• [Marche à suivre]: Reproduisez intégralement le passage sur Kosuth, sans en modifier un seul mot.
··· Passage à lire
1973 nommé Chevalier des Arts et Lettres par le gouvernement français.
Kosuth a enseigné à la Hochschule für Bildende Künste de Hambourg (1988-1990), à l'Académie des Beaux-Arts de Stuttgart (1991-1997), à la Kunstakademie de Munich (2001-2006).
Il enseigne actuellement à l'Istituto Universitario di Architettura de Venise.
2007 inauguration d’une installation permanente, un néon rouge, au Flux Laboratory, en Suisse, pour laquelle il choisit une phrase de Jean-Jacques Rousseau: "Les affections de nos âmes, ainsi que les modifications de nos corps, y sont dans un flux perpétuel".
2009-2010 il est invité par le Musée du Louvre pour réaliser une création in situ : il écrit au néon des phrases inspirées de Nietzsche sur les murs du Louvre médiéval.

Parce qu’il voit dans l'œuvre d'art le but esthétique comme exercice esthétique, non comme art à proprement parler, Kosuth va vouloir séparer l'esthétique de l'Art.
« Art as art » devient plus ou moins la devise de cet artiste qui utilisera la littéralité de ses œuvres pour tenter de penser les choses de manière objective, les pièces souvent tautologiques nous disent qu'elles ne pourraient être autrement que comment elles sont : Five Words In Orange Neon se compose de cinq néons orange et nous indique de ne pas regarder autre chose que ce que l'on voit, en évitant toute interprétation pourtant tentée ici.
······
··· Enregistrements
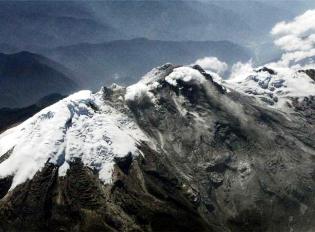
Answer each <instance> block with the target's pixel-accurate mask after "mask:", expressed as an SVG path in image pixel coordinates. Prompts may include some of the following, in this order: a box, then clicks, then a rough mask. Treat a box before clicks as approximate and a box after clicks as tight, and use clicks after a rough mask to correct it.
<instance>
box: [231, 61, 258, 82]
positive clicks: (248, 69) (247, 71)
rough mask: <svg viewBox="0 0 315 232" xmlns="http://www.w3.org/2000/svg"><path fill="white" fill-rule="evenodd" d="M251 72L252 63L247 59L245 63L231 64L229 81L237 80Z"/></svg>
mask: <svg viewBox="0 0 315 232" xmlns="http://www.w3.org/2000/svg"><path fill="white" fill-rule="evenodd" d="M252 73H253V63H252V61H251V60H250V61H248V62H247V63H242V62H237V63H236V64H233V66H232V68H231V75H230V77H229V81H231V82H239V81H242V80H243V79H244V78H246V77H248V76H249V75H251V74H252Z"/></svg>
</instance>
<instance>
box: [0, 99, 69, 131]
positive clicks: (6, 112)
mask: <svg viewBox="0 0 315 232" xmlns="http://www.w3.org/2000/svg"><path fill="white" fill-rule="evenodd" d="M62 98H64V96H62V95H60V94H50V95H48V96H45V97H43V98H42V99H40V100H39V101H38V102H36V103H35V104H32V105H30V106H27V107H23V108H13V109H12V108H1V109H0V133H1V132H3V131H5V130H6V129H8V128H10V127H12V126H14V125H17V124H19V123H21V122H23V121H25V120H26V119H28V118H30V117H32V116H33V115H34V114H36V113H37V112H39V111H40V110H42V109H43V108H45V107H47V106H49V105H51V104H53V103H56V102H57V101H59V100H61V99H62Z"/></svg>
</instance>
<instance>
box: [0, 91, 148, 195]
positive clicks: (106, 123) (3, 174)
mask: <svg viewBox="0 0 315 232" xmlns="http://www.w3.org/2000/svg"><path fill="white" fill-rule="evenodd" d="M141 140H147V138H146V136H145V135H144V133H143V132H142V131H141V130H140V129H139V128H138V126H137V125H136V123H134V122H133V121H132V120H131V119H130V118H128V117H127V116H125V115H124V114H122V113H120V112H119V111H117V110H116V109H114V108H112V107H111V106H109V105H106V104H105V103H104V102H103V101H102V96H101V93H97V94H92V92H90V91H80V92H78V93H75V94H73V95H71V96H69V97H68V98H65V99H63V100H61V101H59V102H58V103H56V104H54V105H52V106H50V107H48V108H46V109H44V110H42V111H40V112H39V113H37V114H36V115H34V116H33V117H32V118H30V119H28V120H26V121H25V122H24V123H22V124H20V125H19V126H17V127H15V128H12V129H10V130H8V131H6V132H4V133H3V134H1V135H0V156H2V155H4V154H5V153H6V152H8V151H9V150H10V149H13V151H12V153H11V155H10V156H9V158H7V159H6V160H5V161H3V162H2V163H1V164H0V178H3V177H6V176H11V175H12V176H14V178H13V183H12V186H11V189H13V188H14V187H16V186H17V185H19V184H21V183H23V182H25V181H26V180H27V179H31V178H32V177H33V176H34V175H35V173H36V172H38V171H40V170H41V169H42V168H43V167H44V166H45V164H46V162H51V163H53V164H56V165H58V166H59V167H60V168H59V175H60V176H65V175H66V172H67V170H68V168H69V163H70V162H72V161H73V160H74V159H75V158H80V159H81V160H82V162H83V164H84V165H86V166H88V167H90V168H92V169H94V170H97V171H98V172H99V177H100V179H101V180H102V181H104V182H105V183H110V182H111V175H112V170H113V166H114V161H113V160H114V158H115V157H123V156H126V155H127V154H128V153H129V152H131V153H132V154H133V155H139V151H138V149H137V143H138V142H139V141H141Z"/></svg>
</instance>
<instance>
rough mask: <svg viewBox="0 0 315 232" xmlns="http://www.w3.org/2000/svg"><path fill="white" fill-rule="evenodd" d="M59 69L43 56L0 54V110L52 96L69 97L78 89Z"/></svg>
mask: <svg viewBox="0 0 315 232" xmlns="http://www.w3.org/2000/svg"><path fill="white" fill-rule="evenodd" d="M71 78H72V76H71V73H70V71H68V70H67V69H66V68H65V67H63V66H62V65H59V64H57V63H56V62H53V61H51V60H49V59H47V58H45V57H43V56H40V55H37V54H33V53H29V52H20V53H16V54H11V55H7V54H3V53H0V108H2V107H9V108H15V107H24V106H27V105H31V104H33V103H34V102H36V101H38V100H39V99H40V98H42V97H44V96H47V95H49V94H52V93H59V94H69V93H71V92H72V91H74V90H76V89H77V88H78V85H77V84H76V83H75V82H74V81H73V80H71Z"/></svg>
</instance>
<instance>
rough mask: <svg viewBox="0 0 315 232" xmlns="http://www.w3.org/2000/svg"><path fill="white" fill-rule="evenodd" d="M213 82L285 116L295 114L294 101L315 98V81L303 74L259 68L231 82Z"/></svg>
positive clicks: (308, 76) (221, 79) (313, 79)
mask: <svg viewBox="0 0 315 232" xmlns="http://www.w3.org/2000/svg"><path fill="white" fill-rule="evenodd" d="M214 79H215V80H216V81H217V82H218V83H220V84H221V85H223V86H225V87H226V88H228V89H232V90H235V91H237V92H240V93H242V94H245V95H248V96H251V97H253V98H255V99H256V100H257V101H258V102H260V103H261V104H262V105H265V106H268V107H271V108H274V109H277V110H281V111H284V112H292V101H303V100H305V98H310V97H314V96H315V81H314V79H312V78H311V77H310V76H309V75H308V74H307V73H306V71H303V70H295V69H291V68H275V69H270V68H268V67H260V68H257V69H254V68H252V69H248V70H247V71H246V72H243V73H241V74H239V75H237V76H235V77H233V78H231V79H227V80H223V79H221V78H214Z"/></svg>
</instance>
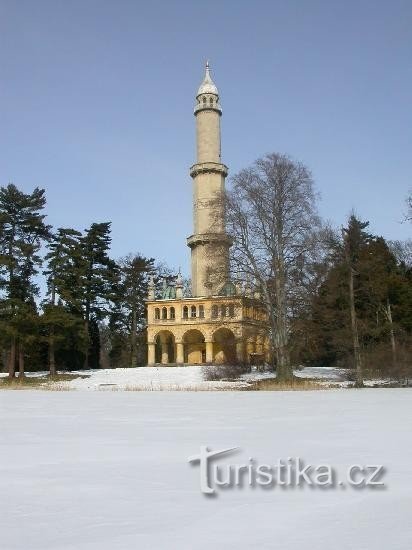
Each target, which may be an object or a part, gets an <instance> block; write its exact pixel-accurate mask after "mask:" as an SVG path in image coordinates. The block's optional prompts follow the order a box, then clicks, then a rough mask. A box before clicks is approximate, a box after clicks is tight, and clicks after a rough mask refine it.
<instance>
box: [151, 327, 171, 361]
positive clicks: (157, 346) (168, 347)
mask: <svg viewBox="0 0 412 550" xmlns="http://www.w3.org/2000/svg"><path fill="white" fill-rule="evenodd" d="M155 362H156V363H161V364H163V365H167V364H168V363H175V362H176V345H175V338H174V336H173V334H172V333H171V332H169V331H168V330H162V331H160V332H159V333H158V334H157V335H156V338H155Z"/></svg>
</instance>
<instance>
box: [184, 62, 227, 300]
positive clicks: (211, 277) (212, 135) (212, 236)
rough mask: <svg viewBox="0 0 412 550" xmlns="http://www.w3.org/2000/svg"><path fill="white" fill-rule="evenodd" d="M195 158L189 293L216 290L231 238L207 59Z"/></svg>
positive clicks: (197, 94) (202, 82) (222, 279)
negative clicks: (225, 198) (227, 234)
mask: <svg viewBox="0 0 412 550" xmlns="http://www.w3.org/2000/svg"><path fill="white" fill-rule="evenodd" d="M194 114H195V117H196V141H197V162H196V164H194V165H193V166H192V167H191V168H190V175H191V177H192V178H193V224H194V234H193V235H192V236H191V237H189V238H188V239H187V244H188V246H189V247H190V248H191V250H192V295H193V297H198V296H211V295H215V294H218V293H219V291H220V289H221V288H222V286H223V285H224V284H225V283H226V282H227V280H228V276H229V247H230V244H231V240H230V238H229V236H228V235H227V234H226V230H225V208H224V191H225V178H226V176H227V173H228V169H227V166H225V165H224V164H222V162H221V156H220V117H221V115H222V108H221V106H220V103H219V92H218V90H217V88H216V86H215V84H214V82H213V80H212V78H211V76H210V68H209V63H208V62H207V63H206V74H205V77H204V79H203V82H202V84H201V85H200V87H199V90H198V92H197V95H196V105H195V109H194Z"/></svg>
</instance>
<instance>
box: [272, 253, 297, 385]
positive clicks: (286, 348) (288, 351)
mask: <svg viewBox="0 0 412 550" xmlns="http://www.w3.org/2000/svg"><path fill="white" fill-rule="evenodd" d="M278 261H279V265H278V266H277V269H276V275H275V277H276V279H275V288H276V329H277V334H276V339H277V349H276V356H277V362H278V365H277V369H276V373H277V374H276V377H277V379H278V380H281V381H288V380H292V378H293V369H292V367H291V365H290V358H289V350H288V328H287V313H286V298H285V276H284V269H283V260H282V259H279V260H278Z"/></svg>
······
• [Corrigé]:
1973 nommé Chevalier des Arts et Lettres par le gouvernement français.
Kosuth a enseigné à la Hochschule für Bildende Künste de Hambourg (1988-1990), à l'Académie des Beaux-Arts de Stuttgart (1991-1997), à la Kunstakademie de Munich (2001-2006).
Il enseigne actuellement à l'Istituto Universitario di Architettura de Venise.
2007 inauguration d’une installation permanente, un néon rouge, au Flux Laboratory, en Suisse, pour laquelle il choisit une phrase de Jean-Jacques Rousseau: "Les affections de nos âmes, ainsi que les modifications de nos corps, y sont dans un flux perpétuel".
2009-2010 il est invité par le Musée du Louvre pour réaliser une création in situ : il écrit au néon des phrases inspirées de Nietzsche sur les murs du Louvre médiéval.

Parce qu’il voit dans l'œuvre d'art le but esthétique comme exercice esthétique, non comme art à proprement parler, Kosuth va vouloir séparer l'esthétique de l'Art.
« Art as art » devient plus ou moins la devise de cet artiste qui utilisera la littéralité de ses œuvres pour tenter de penser les choses de manière objective, les pièces souvent tautologiques nous disent qu'elles ne pourraient être autrement que comment elles sont : Five Words In Orange Neon se compose de cinq néons orange et nous indique de ne pas regarder autre chose que ce que l'on voit, en évitant toute interprétation pourtant tentée ici.